— start of Records —

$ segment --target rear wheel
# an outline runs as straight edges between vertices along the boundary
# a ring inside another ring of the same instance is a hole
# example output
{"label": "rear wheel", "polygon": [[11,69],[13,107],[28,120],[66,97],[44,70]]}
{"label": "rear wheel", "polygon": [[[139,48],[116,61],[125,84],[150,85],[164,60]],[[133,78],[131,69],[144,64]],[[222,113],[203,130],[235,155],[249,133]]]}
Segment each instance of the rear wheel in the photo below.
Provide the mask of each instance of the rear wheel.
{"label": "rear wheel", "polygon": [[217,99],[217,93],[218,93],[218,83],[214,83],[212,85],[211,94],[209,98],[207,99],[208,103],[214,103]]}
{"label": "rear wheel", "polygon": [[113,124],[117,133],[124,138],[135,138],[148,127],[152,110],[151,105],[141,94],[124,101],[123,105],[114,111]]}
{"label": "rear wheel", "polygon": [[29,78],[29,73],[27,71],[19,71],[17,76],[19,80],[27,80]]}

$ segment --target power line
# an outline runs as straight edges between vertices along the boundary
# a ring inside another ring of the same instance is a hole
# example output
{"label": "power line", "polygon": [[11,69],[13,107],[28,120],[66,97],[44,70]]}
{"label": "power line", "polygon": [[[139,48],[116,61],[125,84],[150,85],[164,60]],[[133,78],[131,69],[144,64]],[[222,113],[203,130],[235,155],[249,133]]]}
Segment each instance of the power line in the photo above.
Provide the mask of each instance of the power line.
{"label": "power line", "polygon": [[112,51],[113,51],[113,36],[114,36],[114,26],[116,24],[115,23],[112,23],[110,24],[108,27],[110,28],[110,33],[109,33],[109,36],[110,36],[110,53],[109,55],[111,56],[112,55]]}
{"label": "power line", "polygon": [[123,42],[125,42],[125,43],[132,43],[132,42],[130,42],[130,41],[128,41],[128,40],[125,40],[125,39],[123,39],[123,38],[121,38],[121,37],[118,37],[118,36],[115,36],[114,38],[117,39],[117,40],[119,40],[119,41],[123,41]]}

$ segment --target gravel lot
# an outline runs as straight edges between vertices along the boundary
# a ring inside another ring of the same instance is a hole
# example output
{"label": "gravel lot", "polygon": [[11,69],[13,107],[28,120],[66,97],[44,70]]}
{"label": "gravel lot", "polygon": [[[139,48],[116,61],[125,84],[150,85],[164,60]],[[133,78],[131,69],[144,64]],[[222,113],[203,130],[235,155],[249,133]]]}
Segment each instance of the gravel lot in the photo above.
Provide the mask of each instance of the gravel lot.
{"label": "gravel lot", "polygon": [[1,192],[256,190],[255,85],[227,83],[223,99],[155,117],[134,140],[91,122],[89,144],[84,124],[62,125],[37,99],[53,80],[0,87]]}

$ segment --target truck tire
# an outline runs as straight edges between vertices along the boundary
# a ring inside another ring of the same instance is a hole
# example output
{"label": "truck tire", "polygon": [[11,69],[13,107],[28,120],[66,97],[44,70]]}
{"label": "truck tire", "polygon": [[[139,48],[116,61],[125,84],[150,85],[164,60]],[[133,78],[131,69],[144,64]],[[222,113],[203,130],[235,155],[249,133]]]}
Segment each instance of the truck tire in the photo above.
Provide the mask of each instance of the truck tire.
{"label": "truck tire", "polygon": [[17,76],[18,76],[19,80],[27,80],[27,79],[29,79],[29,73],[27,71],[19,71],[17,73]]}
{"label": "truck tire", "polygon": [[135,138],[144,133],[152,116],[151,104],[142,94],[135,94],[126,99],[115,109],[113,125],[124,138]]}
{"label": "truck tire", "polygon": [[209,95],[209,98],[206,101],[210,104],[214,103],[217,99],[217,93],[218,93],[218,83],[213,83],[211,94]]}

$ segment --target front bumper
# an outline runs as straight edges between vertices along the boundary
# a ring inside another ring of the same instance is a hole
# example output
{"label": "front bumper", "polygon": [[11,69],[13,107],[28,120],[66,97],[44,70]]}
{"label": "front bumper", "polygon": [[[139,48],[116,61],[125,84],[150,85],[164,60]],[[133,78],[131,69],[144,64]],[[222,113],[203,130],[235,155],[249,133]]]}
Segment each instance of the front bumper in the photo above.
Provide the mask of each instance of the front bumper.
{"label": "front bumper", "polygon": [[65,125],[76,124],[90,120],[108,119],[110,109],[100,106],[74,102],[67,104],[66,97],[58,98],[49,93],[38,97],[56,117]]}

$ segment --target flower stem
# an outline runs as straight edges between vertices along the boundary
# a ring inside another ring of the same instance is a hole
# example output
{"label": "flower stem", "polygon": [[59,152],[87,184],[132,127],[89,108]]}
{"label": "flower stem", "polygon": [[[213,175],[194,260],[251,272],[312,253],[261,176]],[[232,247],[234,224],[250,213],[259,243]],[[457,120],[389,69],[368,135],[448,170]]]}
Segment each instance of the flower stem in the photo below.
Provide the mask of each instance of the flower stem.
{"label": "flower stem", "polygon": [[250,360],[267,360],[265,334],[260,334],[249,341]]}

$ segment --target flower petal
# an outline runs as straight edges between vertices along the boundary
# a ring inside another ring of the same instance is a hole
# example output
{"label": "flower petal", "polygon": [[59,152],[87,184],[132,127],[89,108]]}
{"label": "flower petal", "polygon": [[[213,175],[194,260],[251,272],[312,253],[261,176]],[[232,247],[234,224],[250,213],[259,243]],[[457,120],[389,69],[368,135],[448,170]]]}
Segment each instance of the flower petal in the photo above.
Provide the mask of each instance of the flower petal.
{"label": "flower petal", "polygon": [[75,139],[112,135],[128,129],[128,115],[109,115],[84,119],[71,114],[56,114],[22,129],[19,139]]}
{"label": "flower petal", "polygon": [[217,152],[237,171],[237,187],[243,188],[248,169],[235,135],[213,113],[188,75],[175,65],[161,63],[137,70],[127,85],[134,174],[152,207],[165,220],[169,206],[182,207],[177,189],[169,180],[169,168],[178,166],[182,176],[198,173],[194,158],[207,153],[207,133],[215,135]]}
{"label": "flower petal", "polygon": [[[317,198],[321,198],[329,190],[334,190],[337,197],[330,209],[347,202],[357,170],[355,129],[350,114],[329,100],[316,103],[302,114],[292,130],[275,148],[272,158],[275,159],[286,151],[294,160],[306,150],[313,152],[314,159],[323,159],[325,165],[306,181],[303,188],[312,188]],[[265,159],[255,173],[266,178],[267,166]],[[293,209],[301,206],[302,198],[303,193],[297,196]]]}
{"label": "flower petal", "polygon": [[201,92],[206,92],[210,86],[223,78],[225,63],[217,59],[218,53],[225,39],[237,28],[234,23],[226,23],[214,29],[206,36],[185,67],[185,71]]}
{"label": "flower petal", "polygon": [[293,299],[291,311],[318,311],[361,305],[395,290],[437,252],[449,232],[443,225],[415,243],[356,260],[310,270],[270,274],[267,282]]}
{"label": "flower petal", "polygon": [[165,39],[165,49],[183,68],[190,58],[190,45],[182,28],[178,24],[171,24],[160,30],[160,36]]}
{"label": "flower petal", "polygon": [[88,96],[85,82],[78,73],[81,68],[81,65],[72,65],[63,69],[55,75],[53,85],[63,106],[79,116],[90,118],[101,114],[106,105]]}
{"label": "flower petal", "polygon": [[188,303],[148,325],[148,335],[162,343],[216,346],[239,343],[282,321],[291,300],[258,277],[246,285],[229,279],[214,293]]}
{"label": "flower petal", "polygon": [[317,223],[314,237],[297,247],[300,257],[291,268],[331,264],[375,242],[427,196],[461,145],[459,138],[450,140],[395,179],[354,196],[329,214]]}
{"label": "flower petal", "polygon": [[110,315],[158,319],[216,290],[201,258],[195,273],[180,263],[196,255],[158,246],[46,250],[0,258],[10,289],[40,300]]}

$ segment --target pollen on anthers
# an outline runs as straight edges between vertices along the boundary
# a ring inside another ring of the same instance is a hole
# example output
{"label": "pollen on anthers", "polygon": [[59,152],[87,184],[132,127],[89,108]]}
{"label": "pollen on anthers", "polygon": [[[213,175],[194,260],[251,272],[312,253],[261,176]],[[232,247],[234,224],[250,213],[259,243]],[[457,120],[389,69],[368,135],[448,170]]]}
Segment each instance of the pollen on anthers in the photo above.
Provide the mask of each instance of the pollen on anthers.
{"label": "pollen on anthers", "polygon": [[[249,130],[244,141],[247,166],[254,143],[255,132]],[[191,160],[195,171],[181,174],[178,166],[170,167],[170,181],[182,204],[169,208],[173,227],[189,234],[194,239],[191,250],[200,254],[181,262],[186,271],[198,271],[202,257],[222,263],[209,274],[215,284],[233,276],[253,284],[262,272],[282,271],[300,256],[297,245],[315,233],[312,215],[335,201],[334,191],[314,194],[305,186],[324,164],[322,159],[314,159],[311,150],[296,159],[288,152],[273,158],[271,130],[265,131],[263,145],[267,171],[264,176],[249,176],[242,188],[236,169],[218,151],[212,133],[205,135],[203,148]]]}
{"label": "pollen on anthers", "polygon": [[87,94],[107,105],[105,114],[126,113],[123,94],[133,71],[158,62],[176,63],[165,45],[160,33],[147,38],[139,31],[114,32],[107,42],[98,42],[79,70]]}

— end of Records —
— start of Records —

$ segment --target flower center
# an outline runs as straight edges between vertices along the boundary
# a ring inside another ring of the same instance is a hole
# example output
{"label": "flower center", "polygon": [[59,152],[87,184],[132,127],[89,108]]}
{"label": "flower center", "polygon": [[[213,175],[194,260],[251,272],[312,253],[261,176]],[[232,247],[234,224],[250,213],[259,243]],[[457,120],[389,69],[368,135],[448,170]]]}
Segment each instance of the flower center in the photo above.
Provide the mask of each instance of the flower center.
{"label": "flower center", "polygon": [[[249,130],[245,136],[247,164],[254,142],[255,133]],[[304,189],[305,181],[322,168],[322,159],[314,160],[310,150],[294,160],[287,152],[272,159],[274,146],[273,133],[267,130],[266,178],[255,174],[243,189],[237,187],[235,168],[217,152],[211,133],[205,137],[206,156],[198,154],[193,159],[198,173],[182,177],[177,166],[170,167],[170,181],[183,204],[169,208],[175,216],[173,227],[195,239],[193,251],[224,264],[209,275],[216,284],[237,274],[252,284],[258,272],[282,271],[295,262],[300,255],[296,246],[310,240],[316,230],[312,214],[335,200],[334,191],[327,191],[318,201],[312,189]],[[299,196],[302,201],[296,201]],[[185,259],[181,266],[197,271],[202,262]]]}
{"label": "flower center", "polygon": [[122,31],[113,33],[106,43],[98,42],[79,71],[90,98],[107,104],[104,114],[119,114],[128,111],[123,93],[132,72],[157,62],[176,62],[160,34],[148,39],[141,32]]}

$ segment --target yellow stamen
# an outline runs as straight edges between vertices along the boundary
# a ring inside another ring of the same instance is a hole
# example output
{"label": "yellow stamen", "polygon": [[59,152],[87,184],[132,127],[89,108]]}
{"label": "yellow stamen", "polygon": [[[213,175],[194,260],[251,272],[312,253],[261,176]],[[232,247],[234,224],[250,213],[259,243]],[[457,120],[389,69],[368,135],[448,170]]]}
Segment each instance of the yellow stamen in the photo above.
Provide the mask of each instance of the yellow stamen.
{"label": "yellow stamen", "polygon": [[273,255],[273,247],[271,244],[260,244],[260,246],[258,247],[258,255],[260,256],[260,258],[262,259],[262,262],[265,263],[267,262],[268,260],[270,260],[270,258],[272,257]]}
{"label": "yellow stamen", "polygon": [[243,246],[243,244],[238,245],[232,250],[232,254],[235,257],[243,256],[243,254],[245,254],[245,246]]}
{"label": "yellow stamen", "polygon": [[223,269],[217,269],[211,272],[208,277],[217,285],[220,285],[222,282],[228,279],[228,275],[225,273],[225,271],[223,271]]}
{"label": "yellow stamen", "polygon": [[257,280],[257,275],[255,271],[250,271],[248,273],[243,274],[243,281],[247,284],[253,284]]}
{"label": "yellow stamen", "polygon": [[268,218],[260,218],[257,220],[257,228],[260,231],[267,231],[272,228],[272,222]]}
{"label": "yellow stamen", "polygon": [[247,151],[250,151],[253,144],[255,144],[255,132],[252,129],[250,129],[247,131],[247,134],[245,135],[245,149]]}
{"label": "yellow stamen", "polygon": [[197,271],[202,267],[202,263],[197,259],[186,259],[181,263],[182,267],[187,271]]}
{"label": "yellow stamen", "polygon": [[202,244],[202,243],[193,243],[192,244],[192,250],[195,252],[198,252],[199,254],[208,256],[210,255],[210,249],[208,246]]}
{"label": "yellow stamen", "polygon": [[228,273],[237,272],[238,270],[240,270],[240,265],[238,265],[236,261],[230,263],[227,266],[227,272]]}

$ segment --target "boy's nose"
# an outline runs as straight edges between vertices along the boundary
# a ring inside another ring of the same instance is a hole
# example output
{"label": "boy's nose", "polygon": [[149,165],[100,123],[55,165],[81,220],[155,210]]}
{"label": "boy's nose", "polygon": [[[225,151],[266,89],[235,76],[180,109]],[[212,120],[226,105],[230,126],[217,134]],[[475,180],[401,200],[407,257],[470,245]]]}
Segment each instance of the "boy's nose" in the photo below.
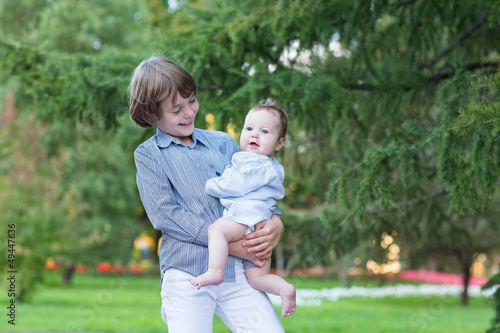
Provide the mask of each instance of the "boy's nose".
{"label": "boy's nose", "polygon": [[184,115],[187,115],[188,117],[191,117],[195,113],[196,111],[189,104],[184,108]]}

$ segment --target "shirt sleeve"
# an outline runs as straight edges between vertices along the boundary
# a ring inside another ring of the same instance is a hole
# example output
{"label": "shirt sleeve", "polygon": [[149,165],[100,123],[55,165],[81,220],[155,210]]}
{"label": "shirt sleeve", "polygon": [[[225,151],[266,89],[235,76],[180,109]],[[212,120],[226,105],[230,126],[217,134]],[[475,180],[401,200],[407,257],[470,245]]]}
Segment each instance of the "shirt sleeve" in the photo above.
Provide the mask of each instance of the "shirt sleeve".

— end of Records —

#### [Job]
Return every line from the two blocks above that contains the word "gravel".

#### [The response]
$ segment --target gravel lot
{"label": "gravel lot", "polygon": [[11,69],[13,107],[28,120],[66,97],[44,70]]}
{"label": "gravel lot", "polygon": [[[139,48],[116,61],[125,84],[150,85],[164,60]],[[133,78],[131,69],[144,64]],[[222,113],[203,130],[235,155],[249,133]]]}
Segment each instance of the gravel lot in the photo above.
Provide the mask of each instance of the gravel lot.
{"label": "gravel lot", "polygon": [[1,192],[256,190],[255,85],[227,83],[223,99],[155,117],[134,140],[91,122],[89,144],[84,124],[62,125],[37,99],[53,80],[0,87]]}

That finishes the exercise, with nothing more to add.